§ STATED PROBLEM:
State how many lines in the material below contain the string "logo", counting only case-exact matches. Give the number alone.
══ GIVEN DATA
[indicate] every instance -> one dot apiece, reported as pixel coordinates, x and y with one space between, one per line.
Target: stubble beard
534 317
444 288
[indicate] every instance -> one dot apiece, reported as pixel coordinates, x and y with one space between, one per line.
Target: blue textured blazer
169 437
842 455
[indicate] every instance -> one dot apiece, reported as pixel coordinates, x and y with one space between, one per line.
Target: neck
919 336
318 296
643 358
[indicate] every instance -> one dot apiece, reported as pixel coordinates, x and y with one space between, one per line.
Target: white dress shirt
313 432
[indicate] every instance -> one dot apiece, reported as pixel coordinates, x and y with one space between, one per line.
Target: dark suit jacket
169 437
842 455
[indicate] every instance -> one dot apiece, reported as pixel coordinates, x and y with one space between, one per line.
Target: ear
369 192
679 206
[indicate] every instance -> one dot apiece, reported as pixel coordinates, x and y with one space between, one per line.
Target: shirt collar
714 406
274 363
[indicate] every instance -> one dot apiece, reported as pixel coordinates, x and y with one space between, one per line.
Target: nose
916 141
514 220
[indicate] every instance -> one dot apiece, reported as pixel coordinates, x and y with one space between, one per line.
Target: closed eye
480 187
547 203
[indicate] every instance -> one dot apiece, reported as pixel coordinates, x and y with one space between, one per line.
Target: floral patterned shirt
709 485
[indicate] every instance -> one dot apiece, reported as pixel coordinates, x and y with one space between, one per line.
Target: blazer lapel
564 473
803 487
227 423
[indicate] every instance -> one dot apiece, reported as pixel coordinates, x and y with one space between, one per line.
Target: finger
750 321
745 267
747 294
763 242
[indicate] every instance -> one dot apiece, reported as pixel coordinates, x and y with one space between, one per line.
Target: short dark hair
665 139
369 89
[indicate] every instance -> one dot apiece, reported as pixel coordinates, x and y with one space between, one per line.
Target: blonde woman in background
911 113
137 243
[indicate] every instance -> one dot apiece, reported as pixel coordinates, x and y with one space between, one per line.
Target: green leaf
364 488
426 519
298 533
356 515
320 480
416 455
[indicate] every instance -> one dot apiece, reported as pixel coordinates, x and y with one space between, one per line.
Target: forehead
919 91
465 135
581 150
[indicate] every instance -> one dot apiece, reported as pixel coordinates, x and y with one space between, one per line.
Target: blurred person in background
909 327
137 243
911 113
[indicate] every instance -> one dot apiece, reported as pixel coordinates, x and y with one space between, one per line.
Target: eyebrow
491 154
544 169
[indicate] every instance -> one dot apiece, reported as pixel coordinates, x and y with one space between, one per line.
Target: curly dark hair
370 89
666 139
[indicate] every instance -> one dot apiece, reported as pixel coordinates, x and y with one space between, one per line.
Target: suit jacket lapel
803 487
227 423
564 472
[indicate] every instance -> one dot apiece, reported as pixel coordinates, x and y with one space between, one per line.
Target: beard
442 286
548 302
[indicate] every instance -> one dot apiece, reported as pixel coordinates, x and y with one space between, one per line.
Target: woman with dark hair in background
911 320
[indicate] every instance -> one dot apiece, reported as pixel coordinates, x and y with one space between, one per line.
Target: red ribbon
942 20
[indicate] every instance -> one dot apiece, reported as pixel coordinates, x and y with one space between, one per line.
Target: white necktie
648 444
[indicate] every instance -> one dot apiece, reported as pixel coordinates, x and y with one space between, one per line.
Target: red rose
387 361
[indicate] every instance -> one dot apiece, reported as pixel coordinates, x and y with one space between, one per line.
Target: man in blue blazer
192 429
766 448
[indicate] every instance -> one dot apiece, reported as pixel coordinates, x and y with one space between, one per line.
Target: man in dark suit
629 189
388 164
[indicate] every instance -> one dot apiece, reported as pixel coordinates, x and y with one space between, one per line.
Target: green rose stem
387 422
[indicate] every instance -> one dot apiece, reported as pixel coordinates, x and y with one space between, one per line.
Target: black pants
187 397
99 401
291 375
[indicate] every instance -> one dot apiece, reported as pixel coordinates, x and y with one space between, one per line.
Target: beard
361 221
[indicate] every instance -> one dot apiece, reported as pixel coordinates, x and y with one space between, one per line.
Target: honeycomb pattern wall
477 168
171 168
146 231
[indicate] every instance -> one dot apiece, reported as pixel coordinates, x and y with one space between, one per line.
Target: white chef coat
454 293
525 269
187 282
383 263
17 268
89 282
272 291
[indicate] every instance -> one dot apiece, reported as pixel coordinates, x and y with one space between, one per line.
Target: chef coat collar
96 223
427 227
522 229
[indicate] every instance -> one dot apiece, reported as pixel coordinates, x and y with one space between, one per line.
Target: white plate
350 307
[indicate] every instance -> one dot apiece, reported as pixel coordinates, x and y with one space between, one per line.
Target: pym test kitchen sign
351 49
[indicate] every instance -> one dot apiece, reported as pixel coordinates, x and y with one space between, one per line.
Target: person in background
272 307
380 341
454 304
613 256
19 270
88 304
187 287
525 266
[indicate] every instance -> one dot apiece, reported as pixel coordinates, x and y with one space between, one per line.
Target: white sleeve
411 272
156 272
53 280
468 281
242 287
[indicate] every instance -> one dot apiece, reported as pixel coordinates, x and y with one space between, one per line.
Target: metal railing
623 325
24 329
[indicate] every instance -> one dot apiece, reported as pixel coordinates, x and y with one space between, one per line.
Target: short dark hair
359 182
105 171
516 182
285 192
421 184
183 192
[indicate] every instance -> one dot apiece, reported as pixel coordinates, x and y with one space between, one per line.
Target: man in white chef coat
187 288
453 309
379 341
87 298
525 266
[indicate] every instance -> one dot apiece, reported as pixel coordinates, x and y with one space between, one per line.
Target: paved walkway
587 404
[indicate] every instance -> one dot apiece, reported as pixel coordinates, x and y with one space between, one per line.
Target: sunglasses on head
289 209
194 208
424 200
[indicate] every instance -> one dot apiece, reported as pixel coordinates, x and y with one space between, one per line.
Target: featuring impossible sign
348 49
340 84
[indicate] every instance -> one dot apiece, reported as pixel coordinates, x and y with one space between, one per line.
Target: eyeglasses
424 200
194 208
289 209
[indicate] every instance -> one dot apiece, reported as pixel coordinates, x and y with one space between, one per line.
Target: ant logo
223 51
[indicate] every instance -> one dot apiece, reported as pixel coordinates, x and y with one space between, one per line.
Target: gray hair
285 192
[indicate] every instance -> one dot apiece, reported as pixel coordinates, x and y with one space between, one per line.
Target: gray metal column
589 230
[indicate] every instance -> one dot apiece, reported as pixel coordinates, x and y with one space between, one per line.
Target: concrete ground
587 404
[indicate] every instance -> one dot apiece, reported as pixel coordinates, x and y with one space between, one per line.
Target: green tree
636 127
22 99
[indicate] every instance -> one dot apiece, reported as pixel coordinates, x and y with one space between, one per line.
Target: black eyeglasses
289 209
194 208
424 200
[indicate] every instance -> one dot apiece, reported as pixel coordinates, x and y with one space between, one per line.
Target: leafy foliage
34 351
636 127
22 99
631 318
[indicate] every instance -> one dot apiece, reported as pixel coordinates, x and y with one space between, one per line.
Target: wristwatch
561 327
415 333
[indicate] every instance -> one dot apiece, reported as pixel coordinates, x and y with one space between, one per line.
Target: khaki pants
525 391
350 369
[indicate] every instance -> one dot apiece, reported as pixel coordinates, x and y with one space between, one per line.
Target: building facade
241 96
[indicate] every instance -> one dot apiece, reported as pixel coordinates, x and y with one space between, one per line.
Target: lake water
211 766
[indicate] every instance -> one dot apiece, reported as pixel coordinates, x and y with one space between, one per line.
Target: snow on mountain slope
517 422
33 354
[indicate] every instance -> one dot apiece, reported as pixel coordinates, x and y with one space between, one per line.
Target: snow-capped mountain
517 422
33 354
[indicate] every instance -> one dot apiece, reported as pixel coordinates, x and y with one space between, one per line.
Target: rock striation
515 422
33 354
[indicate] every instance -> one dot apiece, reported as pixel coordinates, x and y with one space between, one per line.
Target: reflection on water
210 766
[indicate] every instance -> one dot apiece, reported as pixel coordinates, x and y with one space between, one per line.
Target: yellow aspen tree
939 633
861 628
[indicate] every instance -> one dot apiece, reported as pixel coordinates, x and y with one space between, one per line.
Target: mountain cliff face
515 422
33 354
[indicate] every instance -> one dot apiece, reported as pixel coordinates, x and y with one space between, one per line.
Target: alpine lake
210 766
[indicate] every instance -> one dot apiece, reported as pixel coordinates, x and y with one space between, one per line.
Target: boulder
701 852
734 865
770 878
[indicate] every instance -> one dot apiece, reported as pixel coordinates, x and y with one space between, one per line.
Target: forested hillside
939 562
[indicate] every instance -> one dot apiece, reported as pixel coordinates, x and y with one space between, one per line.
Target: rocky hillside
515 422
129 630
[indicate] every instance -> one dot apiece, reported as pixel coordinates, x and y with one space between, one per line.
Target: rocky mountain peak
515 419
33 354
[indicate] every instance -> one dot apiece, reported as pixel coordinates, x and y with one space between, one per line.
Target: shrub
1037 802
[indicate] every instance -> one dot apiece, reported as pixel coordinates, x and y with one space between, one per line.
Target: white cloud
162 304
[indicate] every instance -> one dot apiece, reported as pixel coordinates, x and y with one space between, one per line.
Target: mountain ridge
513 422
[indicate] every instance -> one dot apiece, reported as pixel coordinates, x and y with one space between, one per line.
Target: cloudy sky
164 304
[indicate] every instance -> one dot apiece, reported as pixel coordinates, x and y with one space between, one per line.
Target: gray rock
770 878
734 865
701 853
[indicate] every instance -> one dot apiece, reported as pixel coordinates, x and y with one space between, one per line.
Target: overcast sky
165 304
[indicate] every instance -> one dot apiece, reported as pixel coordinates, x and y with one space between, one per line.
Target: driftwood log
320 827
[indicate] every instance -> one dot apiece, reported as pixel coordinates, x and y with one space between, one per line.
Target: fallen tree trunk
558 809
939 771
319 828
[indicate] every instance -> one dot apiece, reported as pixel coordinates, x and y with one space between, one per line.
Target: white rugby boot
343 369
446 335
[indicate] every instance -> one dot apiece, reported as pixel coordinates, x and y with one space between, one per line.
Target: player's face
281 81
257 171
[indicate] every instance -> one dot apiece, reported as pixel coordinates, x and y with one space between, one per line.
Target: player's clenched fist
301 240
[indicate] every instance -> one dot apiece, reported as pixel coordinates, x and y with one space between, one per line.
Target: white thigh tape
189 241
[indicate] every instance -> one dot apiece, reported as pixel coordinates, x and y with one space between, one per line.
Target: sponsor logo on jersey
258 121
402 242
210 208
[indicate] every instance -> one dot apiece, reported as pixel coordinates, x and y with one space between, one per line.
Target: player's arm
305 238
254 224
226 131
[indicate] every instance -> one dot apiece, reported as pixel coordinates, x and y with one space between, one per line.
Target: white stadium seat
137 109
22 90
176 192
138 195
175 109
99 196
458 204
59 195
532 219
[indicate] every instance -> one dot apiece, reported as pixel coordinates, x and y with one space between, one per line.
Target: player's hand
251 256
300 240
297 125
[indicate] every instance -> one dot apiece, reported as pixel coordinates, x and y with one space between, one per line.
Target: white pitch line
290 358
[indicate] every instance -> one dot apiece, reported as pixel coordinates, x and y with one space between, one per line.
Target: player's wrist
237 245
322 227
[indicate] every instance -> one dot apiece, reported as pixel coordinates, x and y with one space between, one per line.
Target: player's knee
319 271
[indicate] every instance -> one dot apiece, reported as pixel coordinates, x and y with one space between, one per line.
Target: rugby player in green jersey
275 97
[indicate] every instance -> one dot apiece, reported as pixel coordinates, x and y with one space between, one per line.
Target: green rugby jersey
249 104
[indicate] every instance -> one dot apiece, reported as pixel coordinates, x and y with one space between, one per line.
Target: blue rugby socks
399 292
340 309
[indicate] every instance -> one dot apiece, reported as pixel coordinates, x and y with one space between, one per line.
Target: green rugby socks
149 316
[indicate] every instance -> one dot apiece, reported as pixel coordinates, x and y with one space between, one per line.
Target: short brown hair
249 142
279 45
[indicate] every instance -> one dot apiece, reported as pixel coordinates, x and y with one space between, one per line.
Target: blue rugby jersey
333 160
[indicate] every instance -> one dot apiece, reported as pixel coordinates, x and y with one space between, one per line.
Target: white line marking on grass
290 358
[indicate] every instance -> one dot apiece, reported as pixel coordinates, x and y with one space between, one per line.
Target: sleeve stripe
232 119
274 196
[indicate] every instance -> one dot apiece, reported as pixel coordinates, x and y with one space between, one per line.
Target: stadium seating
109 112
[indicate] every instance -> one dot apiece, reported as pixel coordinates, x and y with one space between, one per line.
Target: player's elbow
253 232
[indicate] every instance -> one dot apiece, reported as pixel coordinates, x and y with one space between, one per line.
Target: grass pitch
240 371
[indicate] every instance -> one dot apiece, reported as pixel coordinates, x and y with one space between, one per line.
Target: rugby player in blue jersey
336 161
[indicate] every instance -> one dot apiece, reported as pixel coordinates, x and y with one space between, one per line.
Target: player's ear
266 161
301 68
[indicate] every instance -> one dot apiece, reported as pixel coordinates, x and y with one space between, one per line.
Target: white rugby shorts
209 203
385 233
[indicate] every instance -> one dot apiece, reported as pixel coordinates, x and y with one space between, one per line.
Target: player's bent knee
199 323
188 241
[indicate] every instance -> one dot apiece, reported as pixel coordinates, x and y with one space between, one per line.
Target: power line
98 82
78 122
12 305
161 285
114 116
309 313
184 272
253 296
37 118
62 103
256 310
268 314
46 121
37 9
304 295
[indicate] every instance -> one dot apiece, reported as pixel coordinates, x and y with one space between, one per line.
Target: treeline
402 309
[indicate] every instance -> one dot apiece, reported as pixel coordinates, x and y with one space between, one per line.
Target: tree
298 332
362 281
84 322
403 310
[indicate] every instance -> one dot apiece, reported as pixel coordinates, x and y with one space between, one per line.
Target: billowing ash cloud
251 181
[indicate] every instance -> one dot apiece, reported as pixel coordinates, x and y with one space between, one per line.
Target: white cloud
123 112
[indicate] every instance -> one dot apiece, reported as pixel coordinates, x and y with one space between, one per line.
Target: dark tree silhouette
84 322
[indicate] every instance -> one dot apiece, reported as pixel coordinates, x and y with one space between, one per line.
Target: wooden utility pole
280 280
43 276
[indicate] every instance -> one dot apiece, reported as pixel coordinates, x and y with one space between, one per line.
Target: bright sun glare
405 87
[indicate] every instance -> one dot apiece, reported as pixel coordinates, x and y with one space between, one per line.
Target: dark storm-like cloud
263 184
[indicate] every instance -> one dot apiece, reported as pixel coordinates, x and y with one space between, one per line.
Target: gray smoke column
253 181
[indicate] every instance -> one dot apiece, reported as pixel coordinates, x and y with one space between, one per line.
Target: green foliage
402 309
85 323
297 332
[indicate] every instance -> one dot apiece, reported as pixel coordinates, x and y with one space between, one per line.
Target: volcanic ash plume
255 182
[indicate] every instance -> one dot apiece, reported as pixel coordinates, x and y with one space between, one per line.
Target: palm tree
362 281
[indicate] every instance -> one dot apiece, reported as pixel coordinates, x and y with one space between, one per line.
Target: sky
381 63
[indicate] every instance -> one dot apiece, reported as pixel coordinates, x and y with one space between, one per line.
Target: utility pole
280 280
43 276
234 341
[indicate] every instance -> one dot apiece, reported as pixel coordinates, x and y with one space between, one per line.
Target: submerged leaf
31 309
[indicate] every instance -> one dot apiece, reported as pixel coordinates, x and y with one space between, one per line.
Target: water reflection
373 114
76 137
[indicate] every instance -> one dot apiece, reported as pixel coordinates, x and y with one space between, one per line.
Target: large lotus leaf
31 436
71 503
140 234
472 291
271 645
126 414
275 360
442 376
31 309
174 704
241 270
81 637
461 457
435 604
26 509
════
§ ANSWER TO THE TASK:
2